More Than Honor
- First edition
- Author: David Weber, David Drake, S.M. Stirling
- Cover artist: David Mattingly
- Language: English
- Series: Honorverse
- Genre: Military science fiction
- Publication date: 1/1/1998
- Publication place: United States
- Media type: Print (Paperback)
- ISBN: 0-671-87857-3
- OCLC: 38114085
- Preceded by: N/A (first anthology)
- Followed by: Worlds of Honor

= More Than Honor =

More Than Honor, published in 1998, was the first anthology of stories set in the Honorverse. The stories in the anthologies serve to introduce characters, provide deeper more complete backstory and flesh out the universe, so claim the same canonical relevance as exposition in the main series. David Weber, author of the mainline Honor Harrington series, serves as editor for the anthologies, maintaining fidelity to the series canons.

**SHORT TASK A:** Reproduce the whole More Than Honor entry verbatim.
The More Than Honor entry has no connection to the listing.

**DATA:**
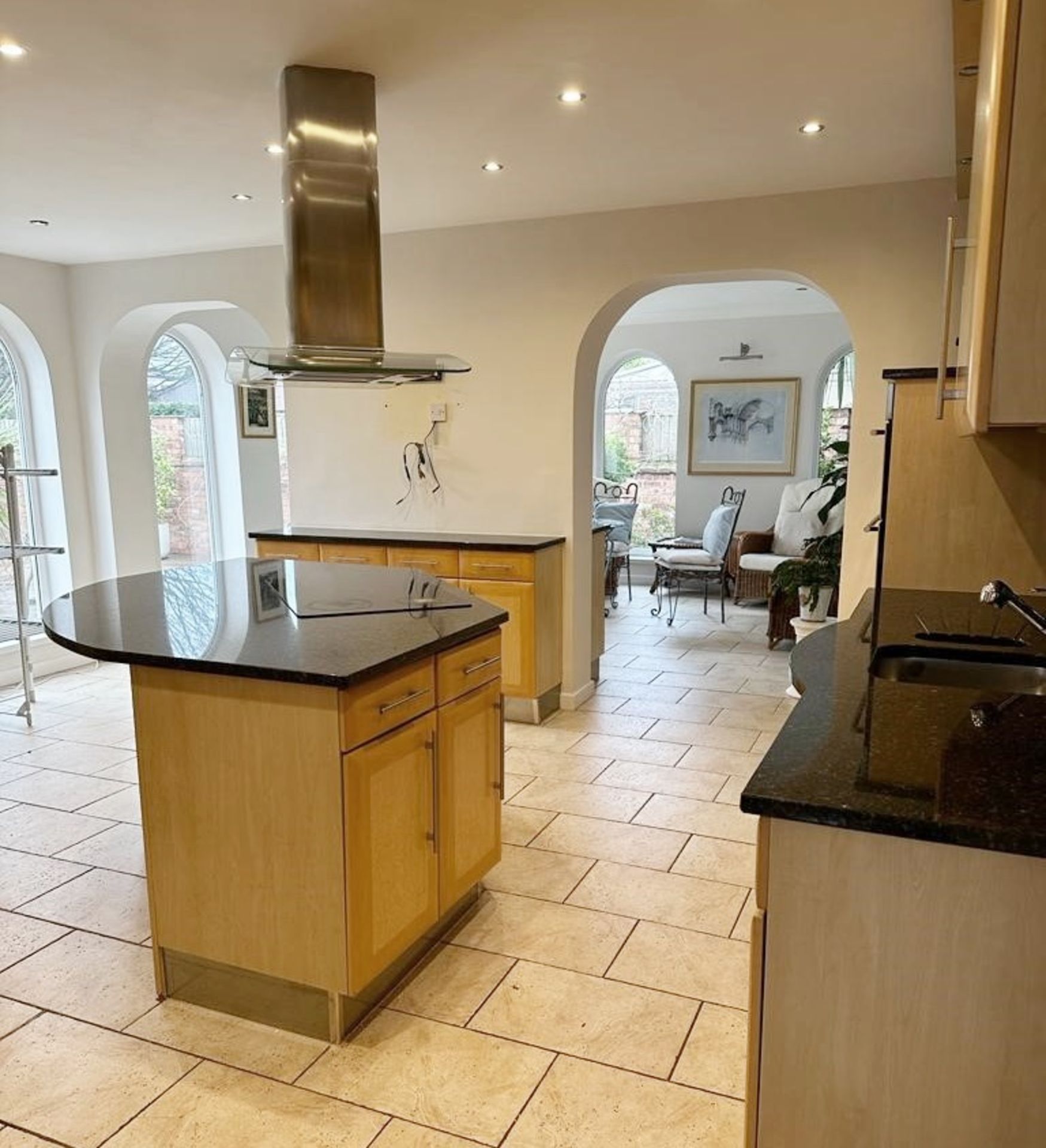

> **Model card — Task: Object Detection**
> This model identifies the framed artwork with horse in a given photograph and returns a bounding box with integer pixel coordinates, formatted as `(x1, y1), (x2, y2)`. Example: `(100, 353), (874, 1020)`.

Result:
(687, 379), (799, 474)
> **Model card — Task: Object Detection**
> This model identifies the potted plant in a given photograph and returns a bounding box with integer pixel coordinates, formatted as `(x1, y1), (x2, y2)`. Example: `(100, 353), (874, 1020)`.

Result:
(153, 438), (178, 559)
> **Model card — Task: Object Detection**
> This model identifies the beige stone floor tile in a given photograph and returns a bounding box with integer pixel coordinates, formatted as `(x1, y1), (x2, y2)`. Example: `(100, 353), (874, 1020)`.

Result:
(0, 911), (69, 970)
(596, 761), (730, 801)
(679, 745), (763, 780)
(532, 813), (687, 869)
(606, 921), (749, 1009)
(74, 785), (141, 825)
(567, 861), (745, 937)
(0, 769), (124, 811)
(502, 805), (556, 845)
(643, 720), (759, 751)
(548, 710), (653, 737)
(672, 1004), (749, 1100)
(372, 1120), (475, 1148)
(124, 1000), (327, 1083)
(620, 698), (721, 725)
(0, 997), (39, 1040)
(505, 747), (609, 782)
(107, 1063), (386, 1148)
(47, 716), (135, 746)
(0, 932), (156, 1028)
(483, 845), (594, 901)
(635, 793), (759, 845)
(388, 945), (512, 1024)
(504, 770), (534, 801)
(505, 1056), (744, 1148)
(569, 734), (687, 766)
(60, 822), (146, 877)
(596, 670), (687, 709)
(672, 836), (755, 889)
(22, 869), (150, 944)
(94, 756), (138, 785)
(0, 805), (112, 855)
(716, 769), (749, 806)
(511, 777), (650, 821)
(9, 741), (131, 774)
(450, 892), (633, 969)
(300, 1012), (552, 1144)
(730, 891), (755, 941)
(0, 848), (87, 909)
(468, 961), (697, 1078)
(0, 1013), (196, 1148)
(505, 721), (584, 753)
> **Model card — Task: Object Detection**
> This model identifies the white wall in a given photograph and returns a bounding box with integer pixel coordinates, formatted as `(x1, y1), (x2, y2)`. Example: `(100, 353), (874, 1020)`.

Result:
(2, 179), (953, 700)
(596, 312), (850, 535)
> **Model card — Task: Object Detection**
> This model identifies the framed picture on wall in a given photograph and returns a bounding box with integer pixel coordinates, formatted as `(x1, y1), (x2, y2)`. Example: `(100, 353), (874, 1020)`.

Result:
(237, 387), (276, 438)
(687, 379), (799, 474)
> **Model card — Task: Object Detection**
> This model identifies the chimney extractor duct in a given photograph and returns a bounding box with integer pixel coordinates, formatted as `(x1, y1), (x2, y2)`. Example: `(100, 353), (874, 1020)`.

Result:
(227, 65), (471, 387)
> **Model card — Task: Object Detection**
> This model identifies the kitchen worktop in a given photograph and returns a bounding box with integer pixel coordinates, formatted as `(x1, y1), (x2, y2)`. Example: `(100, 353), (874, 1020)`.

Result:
(44, 558), (509, 689)
(740, 590), (1046, 856)
(249, 526), (566, 551)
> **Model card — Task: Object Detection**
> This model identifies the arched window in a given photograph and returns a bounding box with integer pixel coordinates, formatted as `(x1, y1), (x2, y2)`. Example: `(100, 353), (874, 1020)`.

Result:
(818, 350), (853, 475)
(146, 332), (215, 563)
(597, 355), (679, 545)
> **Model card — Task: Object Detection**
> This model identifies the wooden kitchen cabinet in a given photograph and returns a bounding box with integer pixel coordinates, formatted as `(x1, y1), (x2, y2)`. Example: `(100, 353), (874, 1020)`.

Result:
(343, 713), (440, 992)
(437, 680), (504, 912)
(960, 0), (1046, 432)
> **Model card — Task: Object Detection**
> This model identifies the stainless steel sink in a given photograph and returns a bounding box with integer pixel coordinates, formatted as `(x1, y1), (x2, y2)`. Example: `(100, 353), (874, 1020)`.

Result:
(871, 650), (1046, 696)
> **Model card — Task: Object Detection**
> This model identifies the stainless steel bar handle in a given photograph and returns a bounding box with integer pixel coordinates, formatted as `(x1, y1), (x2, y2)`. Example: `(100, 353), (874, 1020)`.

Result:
(378, 685), (432, 714)
(935, 216), (957, 419)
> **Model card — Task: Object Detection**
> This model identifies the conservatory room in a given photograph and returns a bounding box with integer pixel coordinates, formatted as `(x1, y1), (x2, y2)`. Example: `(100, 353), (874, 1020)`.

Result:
(0, 0), (1046, 1148)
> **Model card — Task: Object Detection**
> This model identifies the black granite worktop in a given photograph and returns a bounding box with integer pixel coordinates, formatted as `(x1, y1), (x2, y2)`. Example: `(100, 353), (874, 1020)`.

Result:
(249, 526), (566, 551)
(44, 558), (509, 688)
(740, 590), (1046, 856)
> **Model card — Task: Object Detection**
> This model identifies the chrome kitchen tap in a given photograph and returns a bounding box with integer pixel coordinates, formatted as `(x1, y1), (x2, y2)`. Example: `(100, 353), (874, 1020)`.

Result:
(981, 579), (1046, 634)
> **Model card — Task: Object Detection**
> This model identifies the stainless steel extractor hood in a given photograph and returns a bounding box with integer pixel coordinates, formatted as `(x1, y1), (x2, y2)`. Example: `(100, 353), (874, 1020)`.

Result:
(227, 65), (471, 387)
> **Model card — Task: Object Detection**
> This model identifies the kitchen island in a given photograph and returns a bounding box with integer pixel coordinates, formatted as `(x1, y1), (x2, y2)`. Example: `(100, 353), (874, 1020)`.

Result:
(44, 559), (507, 1040)
(740, 590), (1046, 1148)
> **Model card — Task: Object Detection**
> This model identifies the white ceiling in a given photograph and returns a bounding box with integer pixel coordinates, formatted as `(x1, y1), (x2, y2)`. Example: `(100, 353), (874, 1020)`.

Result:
(618, 279), (839, 326)
(0, 0), (953, 263)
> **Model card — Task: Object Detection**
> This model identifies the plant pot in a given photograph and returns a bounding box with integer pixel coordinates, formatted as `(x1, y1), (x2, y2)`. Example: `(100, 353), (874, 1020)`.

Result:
(799, 585), (834, 622)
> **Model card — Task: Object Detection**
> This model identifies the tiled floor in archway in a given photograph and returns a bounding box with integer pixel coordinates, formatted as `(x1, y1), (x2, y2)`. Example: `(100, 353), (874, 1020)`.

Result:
(0, 590), (791, 1148)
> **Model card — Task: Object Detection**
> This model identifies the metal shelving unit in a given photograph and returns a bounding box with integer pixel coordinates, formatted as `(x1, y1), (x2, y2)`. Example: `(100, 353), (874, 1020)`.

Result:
(0, 444), (65, 726)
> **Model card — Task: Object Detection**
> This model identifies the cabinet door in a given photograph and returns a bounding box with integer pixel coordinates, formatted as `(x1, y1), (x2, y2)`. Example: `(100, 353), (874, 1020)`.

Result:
(462, 579), (537, 698)
(346, 714), (438, 992)
(437, 680), (504, 912)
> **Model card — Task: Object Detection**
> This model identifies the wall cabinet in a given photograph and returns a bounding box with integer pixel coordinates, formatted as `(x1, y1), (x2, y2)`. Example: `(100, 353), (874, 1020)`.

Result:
(945, 0), (1046, 432)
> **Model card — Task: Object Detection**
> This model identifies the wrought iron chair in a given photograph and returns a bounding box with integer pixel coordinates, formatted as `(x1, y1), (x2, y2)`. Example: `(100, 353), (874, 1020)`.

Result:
(593, 479), (639, 610)
(650, 487), (745, 625)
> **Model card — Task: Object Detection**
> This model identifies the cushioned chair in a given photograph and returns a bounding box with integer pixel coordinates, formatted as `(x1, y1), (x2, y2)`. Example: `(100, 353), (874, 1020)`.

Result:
(731, 479), (845, 602)
(650, 487), (745, 625)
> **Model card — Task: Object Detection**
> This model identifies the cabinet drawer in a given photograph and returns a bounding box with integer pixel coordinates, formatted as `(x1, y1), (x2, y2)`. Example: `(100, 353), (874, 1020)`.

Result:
(437, 630), (502, 705)
(341, 658), (437, 750)
(462, 550), (534, 582)
(319, 542), (386, 566)
(255, 538), (319, 563)
(388, 546), (458, 578)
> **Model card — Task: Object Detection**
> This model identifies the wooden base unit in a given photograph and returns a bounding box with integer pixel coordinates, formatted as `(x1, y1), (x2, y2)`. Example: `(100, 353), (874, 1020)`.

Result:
(748, 819), (1046, 1148)
(131, 633), (504, 1039)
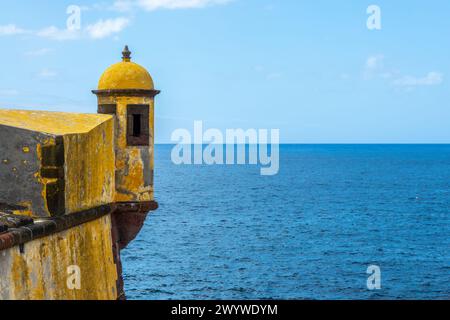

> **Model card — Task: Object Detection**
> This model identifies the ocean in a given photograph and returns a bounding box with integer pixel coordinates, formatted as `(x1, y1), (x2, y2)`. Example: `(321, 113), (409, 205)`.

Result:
(122, 145), (450, 300)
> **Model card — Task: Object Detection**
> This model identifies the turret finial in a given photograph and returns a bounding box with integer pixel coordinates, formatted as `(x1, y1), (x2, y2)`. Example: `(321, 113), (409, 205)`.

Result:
(122, 46), (131, 61)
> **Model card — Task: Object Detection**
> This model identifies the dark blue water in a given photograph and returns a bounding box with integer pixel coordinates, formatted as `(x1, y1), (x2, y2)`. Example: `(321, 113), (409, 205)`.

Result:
(123, 145), (450, 299)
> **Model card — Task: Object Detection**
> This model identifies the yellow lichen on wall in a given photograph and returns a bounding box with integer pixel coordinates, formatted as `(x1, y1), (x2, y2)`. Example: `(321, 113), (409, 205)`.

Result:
(0, 109), (111, 135)
(0, 215), (118, 300)
(99, 96), (154, 202)
(63, 118), (115, 213)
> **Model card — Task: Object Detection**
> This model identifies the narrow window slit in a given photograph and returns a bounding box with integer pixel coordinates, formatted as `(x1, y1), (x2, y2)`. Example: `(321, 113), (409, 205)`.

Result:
(133, 114), (141, 137)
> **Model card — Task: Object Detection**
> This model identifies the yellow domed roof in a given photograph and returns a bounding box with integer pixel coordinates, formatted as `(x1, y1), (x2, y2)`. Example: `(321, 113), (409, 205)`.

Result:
(98, 47), (154, 90)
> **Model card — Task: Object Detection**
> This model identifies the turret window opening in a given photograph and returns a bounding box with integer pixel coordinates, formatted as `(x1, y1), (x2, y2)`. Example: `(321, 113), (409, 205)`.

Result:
(127, 104), (150, 146)
(133, 114), (142, 137)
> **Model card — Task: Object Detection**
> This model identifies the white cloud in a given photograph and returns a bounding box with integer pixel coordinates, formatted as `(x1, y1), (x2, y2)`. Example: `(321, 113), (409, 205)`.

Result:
(86, 18), (130, 39)
(25, 48), (53, 57)
(36, 26), (81, 41)
(0, 24), (28, 36)
(364, 54), (444, 88)
(113, 0), (233, 11)
(392, 71), (444, 87)
(37, 68), (58, 79)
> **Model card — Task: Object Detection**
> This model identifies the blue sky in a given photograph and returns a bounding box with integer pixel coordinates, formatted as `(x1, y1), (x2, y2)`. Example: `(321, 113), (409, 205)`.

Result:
(0, 0), (450, 143)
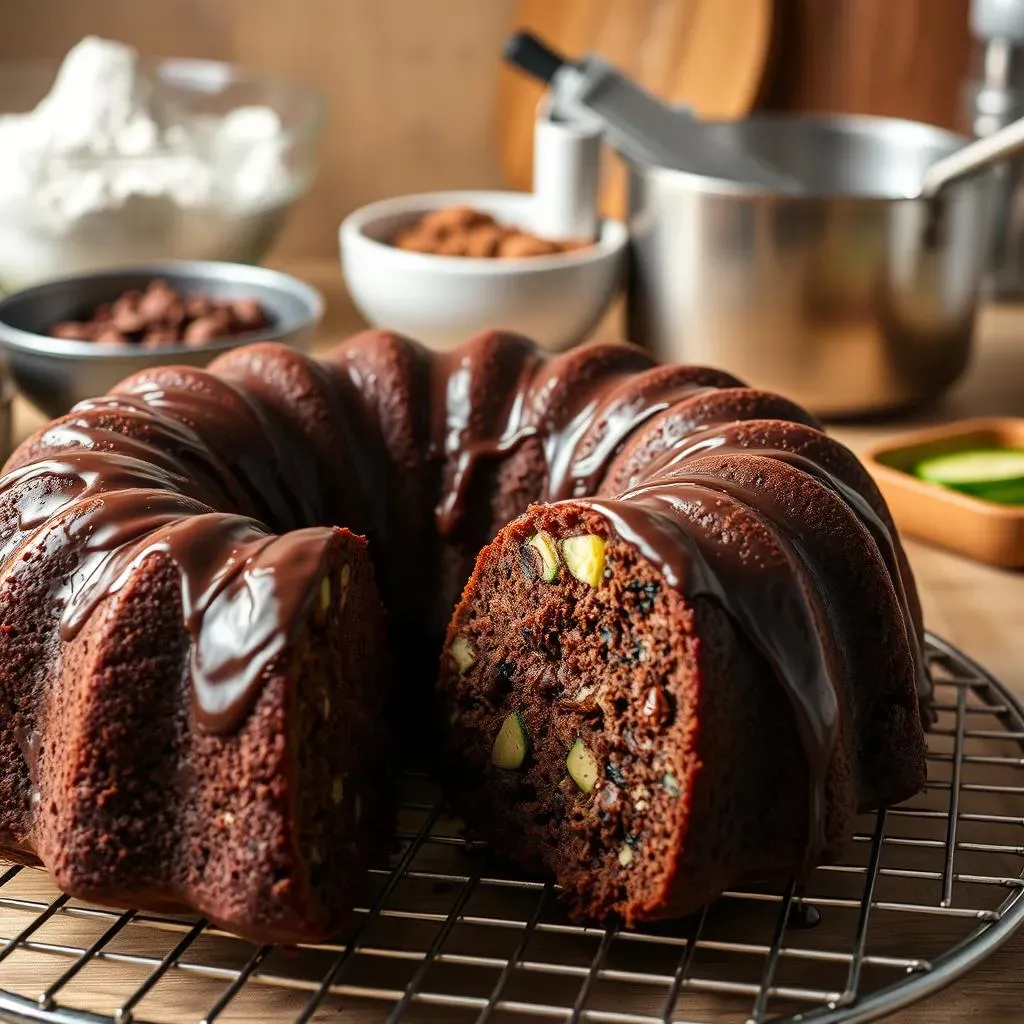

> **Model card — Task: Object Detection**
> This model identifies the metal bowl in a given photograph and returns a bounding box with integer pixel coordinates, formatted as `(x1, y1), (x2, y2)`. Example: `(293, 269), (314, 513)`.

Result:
(628, 115), (992, 417)
(0, 261), (324, 417)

**SHORT TASK B:** How many lines of the listing contain the word "worktop"? Reply with only the count.

**EXPECTED OUTPUT A:**
More Than Honor
- First edition
- Author: David Weber, David Drake, S.M. Stirling
- Cover artist: David Mattingly
- Language: English
- Series: Honorverse
- Genre: Military science fiction
- Publication date: 1/1/1998
- Publication place: United States
- Media type: Print (Paperback)
- ISBN: 0-671-87857-3
- OCLC: 38114085
- Preceded by: N/A (first anthology)
- Followed by: Worlds of Honor

= More Than Honor =

More Than Honor, published in 1998, was the first anthology of stories set in the Honorverse. The stories in the anthologies serve to introduce characters, provide deeper more complete backstory and flesh out the universe, so claim the same canonical relevance as exposition in the main series. David Weber, author of the mainline Honor Harrington series, serves as editor for the anthologies, maintaining fidelity to the series canons.

**EXPECTED OUTPUT B:** 2